-- Opening Marker --
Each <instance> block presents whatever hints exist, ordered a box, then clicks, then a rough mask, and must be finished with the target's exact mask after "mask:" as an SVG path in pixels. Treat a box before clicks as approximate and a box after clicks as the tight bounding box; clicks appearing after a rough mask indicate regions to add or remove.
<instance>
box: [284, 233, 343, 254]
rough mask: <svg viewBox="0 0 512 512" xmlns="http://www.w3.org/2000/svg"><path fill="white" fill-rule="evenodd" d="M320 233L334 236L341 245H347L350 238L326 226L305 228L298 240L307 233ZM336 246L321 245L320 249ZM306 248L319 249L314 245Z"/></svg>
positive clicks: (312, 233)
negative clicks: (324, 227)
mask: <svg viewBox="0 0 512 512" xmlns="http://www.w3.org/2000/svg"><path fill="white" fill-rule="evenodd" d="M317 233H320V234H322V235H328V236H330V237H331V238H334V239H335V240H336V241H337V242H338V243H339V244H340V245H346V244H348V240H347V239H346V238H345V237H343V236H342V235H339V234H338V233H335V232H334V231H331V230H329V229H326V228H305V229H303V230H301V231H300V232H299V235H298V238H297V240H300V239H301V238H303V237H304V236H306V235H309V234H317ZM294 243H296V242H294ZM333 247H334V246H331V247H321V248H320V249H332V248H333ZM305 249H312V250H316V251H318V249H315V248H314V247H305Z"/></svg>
-- Closing Marker --
*Your objective:*
Figure out how many lines of the material include "rough", then reply with the count alone.

*Solution for this problem:*
2